• PROVIDED TEXT:
★ ★ ★ ★ ★

# Generated Topology is a Topology

This article has been proposed for deletion. In particular: duplicate of Synthetic Basis formed from Synthetic Sub-Basis |

## Theorem

Let $X$ be a set.

Let $\mathcal S \subseteq \mathcal P \left({X}\right)$, where $\mathcal P \left({X}\right)$ is the power set of $X$.

Let $\mathcal T_\mathcal S$ be the generated topology for $\mathcal S$.

Then $\mathcal T_\mathcal S$ is a topology on $X$.

## Proof

We show that $\mathcal S^* = \left\{{\bigcap S : S \subseteq \mathcal S \text{ finite}}\right\}$ (cf. the definition of the generated topology) is a basis.

To see that $\mathcal S^*$ is a basis, we need to prove two things:

- $(1): \quad X = \bigcup \mathcal S^*$
- $(2): \quad$ For any $U_1, U_2 \in \mathcal S^*$ and $x \in U_1 \cap U_2$ there is a $U \in \mathcal S^*$ such that $x \in U \subseteq U_1 \cap U_2$

First note that $X = \bigcap \varnothing \in \mathcal S^*$ and therefore $\bigcup \mathcal S^* = X$.

★ ★ ★ ★ ★

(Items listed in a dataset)
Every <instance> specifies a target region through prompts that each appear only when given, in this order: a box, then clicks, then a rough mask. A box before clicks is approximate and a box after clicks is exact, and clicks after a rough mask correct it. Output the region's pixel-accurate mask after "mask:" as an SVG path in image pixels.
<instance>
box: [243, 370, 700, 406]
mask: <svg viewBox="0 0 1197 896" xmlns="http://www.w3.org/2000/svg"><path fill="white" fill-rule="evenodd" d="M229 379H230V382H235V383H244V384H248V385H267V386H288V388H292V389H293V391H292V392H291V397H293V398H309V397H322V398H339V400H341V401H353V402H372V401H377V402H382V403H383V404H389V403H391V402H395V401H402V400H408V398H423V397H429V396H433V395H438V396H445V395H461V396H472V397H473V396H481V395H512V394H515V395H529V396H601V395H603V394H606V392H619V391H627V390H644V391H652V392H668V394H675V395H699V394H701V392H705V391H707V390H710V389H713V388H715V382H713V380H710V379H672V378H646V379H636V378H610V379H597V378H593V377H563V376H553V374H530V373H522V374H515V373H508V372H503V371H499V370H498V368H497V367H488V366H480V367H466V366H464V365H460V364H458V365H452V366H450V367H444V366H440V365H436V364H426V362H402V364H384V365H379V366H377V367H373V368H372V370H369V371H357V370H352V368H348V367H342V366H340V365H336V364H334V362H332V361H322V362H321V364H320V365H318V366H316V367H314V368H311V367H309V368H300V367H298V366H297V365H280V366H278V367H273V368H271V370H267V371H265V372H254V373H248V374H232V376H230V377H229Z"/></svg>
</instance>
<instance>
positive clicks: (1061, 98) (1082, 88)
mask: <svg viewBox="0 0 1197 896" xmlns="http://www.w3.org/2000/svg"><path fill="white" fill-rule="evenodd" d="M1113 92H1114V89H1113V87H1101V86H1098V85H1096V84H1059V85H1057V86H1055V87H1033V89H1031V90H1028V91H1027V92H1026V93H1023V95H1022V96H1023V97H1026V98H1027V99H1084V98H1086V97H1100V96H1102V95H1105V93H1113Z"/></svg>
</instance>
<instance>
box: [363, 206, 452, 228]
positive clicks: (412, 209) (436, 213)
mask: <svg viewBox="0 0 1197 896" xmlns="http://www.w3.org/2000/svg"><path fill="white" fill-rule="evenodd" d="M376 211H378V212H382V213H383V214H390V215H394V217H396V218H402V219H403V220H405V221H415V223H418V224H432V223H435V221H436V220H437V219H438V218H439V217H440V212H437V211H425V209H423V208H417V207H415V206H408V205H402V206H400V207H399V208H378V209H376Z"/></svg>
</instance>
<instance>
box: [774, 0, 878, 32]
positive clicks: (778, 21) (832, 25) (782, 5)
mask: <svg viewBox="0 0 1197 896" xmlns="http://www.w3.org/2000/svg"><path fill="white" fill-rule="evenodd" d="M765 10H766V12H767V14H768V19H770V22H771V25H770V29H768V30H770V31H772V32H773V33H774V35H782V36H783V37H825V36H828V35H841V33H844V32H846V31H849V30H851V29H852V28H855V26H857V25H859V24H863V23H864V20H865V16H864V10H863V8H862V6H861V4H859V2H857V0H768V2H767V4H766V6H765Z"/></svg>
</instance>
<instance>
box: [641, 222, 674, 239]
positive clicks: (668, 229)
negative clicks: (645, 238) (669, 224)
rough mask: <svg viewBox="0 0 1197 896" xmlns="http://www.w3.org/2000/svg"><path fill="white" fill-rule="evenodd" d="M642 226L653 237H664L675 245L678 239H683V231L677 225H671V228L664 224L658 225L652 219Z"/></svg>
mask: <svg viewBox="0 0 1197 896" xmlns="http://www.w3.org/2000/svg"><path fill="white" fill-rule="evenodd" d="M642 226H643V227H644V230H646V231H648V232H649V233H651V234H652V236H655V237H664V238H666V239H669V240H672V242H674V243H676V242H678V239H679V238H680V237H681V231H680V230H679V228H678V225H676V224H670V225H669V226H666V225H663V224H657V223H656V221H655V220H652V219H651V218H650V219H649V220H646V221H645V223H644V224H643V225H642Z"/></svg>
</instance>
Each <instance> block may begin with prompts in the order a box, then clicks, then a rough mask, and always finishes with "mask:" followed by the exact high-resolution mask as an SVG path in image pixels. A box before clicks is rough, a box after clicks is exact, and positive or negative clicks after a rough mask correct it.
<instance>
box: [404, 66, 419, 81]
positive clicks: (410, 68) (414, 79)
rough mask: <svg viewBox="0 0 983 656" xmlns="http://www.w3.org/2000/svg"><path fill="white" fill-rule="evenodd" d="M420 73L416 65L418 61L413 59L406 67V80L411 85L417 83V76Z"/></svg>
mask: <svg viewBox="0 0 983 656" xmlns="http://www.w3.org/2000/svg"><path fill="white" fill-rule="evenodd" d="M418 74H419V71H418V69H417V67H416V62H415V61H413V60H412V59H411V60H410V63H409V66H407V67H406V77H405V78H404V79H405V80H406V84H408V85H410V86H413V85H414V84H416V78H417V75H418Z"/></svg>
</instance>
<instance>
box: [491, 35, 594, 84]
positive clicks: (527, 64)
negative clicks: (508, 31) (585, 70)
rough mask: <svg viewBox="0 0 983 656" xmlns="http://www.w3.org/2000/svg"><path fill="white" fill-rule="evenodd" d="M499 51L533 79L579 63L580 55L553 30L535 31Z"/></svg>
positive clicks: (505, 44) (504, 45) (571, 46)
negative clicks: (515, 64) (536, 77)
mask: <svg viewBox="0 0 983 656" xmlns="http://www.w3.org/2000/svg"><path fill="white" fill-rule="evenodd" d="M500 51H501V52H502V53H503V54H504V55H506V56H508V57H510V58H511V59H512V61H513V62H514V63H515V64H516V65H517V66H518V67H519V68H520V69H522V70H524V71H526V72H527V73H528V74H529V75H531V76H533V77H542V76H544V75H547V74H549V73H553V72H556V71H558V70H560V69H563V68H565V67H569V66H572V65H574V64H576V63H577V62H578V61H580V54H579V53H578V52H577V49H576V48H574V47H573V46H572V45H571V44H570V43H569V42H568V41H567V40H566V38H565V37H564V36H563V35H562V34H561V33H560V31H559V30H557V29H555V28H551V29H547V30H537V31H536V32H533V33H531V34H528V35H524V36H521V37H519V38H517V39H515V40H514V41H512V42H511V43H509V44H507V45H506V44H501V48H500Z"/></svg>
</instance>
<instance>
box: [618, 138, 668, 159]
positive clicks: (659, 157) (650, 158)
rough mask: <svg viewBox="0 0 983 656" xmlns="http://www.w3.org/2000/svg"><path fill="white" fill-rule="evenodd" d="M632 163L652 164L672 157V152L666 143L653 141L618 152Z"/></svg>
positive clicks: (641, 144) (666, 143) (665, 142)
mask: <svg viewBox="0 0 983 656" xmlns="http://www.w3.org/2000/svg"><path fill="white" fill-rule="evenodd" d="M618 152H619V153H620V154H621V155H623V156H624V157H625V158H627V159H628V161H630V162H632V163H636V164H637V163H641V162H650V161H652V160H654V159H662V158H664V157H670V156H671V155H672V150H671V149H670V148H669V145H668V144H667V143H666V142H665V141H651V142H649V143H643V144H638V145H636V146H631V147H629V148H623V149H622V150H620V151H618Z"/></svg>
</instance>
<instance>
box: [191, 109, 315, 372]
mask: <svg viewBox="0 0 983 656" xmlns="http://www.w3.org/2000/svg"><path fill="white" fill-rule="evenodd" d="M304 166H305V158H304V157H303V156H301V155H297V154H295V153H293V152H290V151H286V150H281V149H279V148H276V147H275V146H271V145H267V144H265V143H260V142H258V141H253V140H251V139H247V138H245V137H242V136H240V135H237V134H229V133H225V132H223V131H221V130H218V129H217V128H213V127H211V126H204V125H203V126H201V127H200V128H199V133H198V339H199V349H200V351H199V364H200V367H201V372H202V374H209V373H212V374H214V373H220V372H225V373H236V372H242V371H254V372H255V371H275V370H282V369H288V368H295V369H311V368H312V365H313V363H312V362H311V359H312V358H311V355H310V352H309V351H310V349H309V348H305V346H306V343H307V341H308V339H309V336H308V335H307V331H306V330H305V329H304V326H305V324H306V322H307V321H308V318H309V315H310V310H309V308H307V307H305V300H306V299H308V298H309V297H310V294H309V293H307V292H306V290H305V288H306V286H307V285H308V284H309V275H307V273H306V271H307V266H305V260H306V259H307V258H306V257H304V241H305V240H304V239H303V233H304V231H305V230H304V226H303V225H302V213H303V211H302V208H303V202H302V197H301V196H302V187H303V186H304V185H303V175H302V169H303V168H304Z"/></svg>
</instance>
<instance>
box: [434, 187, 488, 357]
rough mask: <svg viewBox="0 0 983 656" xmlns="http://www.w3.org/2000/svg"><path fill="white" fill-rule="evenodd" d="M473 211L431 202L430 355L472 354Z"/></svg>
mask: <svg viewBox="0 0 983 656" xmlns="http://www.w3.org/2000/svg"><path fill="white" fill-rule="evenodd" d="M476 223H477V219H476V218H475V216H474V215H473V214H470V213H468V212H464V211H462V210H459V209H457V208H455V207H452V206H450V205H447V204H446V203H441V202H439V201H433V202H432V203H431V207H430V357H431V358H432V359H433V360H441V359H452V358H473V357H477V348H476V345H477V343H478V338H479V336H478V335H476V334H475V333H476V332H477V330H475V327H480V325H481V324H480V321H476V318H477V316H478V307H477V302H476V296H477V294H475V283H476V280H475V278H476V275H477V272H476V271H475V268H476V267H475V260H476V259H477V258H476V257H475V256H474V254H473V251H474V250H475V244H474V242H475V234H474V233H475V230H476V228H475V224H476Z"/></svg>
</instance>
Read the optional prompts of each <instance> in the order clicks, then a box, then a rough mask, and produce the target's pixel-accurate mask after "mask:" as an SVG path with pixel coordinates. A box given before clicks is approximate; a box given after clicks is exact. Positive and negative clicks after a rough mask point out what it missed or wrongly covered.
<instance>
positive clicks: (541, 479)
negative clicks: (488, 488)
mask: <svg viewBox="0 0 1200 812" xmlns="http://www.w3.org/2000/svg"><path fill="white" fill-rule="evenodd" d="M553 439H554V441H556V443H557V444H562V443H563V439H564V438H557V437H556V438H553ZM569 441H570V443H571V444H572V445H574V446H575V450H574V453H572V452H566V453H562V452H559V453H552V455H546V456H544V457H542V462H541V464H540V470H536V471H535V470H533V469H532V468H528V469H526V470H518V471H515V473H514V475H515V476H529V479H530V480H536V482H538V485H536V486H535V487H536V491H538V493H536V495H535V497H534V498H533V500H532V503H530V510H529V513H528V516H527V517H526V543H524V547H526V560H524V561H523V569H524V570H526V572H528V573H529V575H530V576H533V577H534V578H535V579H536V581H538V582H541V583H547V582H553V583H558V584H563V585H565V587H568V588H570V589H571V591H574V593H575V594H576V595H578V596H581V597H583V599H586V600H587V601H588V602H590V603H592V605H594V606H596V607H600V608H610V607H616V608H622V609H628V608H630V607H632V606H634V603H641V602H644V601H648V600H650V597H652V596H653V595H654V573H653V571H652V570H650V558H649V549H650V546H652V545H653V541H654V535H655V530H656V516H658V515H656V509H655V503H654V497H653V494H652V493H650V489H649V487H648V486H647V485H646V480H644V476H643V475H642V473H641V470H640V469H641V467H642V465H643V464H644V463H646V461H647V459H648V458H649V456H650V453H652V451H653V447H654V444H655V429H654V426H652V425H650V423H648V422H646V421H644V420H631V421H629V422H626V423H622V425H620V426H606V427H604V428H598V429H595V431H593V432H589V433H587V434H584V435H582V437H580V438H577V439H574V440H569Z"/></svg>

★ ★ ★ ★ ★

• TASK SET:
(1) In the proof about generated topologies, why is the union of S* equal to X? Answer in one to three sentences.
(2) Continue the proof about generated topologies after its last sentence.

• TASK ANSWERS:
(1) X equals the intersection of the empty set, and the empty set is a finite subset of S, so X is itself a member of S*. The union of S* therefore equals X.

(2)
Additionally, if $U_1, U_2 \in \mathcal S^*$, then there exist finite sets $S_1, S_2 \subseteq \mathcal S$ such that $U_1 = \bigcap S_1$ and $U_2 = \bigcap S_2$ by the definition of $\mathcal S^*$.

Thus we have:

- $U_1 \cap U_2 = \bigcap (S_1 \cup S_2)$

Because $S_1 \cup S_2$ is again a finite set it follows that $U_1 \cap U_2 \in \mathcal S^*$.

This implies $(2)$.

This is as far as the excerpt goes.